> WRITTEN TASKS
1. In the forum thread on 21rs trailer prices below, restate the paragraph that begins "We purchased our 26 RS from Steve Casey's" as a short bulleted list that keeps its main facts.
2. Answer these questions from the forum thread on 21rs trailer prices below:
(a) What price has the first poster seen at a dealer for a "loaded" 21rs?
(b) How much can the GMC Envoy handle, according to the poster who pulls a 21rs with one?
(c) On long uphill runs in 100F temperatures with the AC on, what level did the engine coolant temperature reach on the gauge?
3. Continue the forum thread on 21rs trailer prices below, picking up after its final sentence.

> DOCUMENT EXCERPT
# 21rs options and prices



## outinfo952 (Feb 8, 2004)

Hello All,

I am looking to buy a 21rs, I have seen the prices for a "loaded" model at a the dealer fo about 17k, and I have also seen several on Ebay for much less (around 13k). Could anyone out there let me know what their experiences were by going internet vs. the traditional RV dealer network. 
Also, the dry weight for this is about 4,200#, My 2002 Explorer 4.6 will tow 7,000# but the wheel base is only about 113 inches, can I safely tow with a Reese twin cam or do I need a Hensley. Any info woult be appreciated.

Thanks.


----------



## camping479 (Aug 27, 2003)

Welcome to the forums,

We paid more than 17 for ours. For what it's worth we live in the NYC area where everything is more.







One thing to keep in mind is buying from a reputable dealer in your area will make getting warranty work easier if it's necessary. We knew we could count on good service from the dealer we bought from.

The dry weight on ours was 4300# in change according to the sticker in the cabinet above the sink. Based on the dry weight and wet weight of our previous trailer (I had it weighed), I estimate we have about 600# of gear which puts us at just under 5000#. You can figure out your weights and see if you may or may not exceed your gross vehicle weight or gross combined weight. This link http://www.geocities.com/dgrvweb/ has some great info on calculating what your truck can tow.

Good luck and enjoy









Mike


----------



## edt (Jan 30, 2004)

I pull a 21rs with an GMC Envoy. It can handle 5700lbs. I am closer the limits of my truck than I really like... On the other hand, I have had no problems pulling. This includes a trip from Montreal to Virgina Beach, then up into the mountians and along the skyline drive.

On some of the extended uphill runs (30mins and longer) in 100F temps I did keep my eyes on the engine coolant temp. With the AC on it reached about 3/4 on the gauge (half about 212F is normal) - any higher and I would have turned off the AC...

I do not have a fancy hitch. Just the basic with weight distribution and a friction antisway attachment.

Ed


----------



## Castle Rock Outbackers (Jan 18, 2004)

Ask your dealer to see the service department. How many bays do they have? What are their hours? And the biggest question, if you buy from them do you get appointment preference over customers who purchased their RV elsewhere?

We purchased our 26 RS from Steve Casey's in Wheat Ridge, CO. They have a policy when it comes to service appointments. When calling for an appointment, Steve Casey customers get first priority. If there are service appointments still available, non-Steve Casey customers are offered those.

That was a big selling point for us. When negotiating the purchase, we told them we had two choices, them and another dealer in Colorado Springs. We told them essentially it came down to price, and the dealer in Colorado Springs told me that whatever Steve Caseys offered, subtract $1,500 from that.

> DATASET EXCERPTS
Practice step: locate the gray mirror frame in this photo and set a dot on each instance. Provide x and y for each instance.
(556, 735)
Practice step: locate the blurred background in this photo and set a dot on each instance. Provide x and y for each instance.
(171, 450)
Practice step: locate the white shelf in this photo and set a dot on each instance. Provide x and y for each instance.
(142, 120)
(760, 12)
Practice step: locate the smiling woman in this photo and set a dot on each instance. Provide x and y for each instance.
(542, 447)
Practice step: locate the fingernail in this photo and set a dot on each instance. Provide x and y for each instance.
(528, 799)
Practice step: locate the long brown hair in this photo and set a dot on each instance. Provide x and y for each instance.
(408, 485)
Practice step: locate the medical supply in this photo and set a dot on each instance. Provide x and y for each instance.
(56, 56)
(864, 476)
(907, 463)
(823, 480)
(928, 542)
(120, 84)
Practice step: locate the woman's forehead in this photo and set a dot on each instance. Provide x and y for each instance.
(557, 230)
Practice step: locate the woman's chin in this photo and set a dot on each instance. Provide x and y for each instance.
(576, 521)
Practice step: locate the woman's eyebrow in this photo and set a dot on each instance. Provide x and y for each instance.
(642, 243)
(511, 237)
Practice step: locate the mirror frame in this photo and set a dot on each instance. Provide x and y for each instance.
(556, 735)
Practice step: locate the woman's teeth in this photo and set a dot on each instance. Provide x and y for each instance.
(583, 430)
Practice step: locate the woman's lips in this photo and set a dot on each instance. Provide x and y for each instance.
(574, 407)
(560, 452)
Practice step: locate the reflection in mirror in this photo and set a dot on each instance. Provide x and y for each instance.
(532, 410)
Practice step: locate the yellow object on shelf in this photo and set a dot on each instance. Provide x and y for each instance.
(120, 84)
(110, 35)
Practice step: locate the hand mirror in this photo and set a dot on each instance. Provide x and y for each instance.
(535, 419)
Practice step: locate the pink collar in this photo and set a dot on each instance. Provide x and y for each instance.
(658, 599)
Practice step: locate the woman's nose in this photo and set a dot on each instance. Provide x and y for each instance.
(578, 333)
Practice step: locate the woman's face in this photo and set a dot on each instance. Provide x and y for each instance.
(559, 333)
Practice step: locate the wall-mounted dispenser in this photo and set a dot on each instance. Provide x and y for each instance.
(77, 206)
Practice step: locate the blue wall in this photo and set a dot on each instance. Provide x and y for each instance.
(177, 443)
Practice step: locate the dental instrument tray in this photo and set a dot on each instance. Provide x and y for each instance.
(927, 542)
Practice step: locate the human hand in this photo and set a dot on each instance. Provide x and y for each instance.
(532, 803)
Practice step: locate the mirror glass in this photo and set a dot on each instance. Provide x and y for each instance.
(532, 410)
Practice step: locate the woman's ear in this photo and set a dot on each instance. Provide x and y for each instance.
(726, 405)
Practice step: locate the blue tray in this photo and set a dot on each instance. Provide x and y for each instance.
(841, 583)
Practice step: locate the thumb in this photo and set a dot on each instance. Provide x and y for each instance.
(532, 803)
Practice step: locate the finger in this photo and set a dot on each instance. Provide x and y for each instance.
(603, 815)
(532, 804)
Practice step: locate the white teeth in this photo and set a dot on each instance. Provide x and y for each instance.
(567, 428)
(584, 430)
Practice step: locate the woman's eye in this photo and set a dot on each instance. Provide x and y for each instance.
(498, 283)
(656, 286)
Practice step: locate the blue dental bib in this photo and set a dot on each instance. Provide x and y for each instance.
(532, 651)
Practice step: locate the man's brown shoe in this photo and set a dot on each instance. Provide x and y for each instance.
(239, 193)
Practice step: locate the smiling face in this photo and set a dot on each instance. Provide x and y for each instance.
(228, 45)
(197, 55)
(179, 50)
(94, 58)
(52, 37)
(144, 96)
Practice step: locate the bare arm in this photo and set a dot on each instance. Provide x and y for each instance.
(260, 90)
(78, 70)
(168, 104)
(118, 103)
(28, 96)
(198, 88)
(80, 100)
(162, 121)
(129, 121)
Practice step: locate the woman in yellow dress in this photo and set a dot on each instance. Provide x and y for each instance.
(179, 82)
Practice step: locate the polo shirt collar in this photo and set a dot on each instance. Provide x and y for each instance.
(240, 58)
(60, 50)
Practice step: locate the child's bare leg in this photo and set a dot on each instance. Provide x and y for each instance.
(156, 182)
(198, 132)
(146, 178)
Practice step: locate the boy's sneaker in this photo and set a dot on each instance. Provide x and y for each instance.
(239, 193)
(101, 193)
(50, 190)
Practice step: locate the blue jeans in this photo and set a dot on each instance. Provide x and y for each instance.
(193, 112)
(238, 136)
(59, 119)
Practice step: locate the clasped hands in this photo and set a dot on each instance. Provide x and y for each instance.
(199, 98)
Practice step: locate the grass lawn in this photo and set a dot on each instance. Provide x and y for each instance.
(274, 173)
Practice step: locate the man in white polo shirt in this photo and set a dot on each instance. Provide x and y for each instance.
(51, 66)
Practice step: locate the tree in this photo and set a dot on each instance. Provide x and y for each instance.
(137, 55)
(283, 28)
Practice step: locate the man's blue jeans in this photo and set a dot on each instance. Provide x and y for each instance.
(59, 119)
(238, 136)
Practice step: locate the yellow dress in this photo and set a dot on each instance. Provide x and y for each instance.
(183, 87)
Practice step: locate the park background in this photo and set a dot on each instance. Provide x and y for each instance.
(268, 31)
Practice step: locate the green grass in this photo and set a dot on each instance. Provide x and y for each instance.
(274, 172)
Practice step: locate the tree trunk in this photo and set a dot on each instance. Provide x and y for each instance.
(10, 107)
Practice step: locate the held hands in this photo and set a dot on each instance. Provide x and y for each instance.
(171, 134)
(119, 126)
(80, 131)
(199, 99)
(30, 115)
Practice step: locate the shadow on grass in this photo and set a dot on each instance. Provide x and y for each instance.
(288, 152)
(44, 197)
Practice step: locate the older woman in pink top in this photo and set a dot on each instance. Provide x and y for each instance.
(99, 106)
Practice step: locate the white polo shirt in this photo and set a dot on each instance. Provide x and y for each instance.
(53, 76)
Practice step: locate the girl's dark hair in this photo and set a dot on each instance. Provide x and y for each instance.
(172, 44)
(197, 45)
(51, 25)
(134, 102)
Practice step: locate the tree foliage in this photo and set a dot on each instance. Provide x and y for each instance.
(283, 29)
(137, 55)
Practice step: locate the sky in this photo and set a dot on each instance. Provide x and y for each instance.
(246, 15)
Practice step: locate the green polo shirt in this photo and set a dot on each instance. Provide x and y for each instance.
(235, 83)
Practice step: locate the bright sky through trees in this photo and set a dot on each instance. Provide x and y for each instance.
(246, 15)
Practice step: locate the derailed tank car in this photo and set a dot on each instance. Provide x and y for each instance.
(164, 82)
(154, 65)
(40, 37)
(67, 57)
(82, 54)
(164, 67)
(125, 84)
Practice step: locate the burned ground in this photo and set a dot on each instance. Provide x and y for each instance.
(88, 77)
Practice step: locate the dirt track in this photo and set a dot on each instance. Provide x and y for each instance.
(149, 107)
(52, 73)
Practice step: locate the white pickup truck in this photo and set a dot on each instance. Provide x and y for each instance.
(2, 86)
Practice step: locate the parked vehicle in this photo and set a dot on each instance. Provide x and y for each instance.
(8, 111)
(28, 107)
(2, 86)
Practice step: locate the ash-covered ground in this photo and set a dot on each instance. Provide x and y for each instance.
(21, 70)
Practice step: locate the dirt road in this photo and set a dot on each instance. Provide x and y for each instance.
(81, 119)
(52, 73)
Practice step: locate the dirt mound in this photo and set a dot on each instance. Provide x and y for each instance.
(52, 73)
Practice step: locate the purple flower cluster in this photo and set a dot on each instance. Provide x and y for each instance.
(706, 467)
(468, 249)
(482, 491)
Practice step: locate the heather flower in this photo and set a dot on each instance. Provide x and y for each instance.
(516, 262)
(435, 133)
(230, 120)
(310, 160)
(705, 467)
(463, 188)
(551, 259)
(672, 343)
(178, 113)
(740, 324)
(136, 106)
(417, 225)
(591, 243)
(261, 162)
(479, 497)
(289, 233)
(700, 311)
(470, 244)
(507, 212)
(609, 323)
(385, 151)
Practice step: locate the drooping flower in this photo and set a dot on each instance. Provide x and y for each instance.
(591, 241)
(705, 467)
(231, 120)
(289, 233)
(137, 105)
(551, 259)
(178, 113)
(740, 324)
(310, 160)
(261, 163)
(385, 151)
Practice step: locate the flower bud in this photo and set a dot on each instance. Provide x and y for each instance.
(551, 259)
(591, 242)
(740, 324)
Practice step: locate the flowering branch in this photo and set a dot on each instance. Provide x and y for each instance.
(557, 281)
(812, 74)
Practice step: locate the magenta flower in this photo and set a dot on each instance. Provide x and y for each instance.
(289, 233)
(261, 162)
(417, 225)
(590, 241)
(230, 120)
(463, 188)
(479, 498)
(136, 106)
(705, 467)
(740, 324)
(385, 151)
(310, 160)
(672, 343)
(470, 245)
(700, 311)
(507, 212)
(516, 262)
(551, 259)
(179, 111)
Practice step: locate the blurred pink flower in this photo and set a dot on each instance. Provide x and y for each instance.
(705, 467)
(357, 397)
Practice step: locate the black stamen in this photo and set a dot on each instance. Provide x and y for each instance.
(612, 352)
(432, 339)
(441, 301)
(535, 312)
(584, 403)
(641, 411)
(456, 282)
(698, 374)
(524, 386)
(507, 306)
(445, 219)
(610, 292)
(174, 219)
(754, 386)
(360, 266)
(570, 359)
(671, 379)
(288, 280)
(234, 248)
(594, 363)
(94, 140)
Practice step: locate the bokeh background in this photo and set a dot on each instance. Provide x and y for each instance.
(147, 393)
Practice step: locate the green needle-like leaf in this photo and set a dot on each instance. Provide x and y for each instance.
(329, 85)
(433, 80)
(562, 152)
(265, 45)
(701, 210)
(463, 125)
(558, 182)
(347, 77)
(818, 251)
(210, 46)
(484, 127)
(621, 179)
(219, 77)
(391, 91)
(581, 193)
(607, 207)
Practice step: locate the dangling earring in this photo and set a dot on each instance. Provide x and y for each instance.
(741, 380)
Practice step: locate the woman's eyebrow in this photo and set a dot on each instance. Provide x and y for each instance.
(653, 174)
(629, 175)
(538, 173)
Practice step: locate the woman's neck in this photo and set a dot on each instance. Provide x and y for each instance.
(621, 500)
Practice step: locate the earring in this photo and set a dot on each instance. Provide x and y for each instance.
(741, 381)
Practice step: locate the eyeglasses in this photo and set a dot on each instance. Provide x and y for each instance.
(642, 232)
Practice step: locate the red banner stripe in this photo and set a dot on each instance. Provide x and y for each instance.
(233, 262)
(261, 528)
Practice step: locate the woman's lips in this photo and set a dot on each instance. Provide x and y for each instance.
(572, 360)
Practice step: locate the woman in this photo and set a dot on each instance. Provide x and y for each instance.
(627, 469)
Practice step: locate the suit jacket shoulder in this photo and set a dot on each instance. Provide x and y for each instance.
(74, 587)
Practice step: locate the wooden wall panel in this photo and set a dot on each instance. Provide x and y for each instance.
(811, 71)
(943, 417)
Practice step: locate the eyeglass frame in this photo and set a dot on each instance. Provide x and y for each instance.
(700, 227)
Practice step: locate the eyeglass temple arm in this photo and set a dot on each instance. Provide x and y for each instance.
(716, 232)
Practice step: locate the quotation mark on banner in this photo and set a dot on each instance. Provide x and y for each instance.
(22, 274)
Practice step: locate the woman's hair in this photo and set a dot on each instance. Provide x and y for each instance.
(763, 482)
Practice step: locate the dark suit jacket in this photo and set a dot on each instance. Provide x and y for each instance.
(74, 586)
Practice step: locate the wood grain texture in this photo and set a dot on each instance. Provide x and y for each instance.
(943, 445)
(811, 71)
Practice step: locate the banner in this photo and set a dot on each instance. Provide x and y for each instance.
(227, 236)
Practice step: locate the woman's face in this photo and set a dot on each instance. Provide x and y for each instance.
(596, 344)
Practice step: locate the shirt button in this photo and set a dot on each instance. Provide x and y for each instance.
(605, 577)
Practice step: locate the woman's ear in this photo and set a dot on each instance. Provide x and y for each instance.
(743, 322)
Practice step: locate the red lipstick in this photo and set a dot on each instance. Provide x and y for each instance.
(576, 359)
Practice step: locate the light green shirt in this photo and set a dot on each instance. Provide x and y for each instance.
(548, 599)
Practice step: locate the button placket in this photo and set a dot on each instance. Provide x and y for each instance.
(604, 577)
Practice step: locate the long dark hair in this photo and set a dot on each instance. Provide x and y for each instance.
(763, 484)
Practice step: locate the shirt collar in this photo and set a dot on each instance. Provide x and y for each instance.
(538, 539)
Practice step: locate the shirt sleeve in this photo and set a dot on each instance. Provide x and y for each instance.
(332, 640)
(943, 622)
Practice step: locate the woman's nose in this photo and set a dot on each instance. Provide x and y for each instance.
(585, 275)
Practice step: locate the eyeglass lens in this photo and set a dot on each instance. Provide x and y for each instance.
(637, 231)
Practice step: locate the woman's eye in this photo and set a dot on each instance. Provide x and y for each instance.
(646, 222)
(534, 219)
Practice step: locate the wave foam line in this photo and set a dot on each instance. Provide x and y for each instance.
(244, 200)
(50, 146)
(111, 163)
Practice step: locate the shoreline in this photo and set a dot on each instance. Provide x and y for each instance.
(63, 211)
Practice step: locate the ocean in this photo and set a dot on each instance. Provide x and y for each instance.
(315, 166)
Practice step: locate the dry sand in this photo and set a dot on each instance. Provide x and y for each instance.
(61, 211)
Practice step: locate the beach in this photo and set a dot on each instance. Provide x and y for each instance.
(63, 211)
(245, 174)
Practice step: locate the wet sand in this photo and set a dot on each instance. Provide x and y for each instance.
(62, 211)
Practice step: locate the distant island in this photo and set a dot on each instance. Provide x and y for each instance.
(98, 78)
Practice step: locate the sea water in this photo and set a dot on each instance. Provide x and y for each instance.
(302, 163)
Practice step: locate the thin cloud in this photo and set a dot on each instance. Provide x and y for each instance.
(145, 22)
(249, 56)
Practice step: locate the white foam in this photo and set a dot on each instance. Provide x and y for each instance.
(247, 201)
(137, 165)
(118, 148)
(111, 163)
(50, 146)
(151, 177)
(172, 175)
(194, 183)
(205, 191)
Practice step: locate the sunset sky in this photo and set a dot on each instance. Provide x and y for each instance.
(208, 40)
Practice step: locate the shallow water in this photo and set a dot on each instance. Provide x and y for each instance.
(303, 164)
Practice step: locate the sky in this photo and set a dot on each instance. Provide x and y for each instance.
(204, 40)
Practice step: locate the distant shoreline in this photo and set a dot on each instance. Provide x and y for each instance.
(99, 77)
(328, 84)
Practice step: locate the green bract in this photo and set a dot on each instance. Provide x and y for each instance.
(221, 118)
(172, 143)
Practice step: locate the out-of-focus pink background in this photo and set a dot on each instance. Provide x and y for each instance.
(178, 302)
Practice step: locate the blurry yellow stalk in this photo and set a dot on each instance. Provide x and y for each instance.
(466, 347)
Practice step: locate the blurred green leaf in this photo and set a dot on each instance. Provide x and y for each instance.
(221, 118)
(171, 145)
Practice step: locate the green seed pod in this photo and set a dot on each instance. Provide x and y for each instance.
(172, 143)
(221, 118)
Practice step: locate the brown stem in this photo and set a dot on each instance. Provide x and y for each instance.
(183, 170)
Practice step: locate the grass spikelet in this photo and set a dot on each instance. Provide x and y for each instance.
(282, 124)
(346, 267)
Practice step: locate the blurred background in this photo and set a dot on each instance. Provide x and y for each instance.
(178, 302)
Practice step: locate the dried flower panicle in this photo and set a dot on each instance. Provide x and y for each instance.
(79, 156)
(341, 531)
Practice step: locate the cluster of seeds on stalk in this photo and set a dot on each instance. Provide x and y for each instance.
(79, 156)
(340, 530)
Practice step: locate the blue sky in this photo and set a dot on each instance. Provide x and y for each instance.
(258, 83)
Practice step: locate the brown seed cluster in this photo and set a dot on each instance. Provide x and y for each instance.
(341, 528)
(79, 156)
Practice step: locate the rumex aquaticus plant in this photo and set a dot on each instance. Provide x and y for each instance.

> WRITTEN ANSWERS
1.
- The 26 RS was bought from Steve Casey's in Wheat Ridge, CO.
- The dealer has a policy for service appointments.
- Steve Casey customers who call for an appointment get first priority.
- Any appointments still open are then offered to non-Steve Casey customers.

2.
(a) About 17k.
(b) 5700 lbs.
(c) About 3/4 on the gauge.

3.
In the end, Steve Casey's wanted our business, so they even beat the best deal fron the Colorado Springs dealer. And when it comes to service, we have priority over non-Steve Casey customers at a dealer in north Denver.

So, it's not just the price...it's the quality of your dealer, too.

Randy


----------



## Y-Guy (Jan 30, 2004)

Not sure where you live, but that can make a huge difference. I live in Washington State and I saw prices for the 28RSS for 16,500 but out here I couldn't find one for less than about 19,500, finally got my local dealer down around 18,500 with some options added in, when I asked two other dealers to see if they could beat the price they both suggested I buy it, they knew they could sell theirs for the full price I'm sure. Shipping to get a camper here runs about a buck a mile then our state wants another seal sticker on it.

After reading here, and on RV.net plus searching google for your camper you'll have a better idea what others are paying and what is reasonable.

Most all of the Outbacks come one way, fully loaded with both option packages.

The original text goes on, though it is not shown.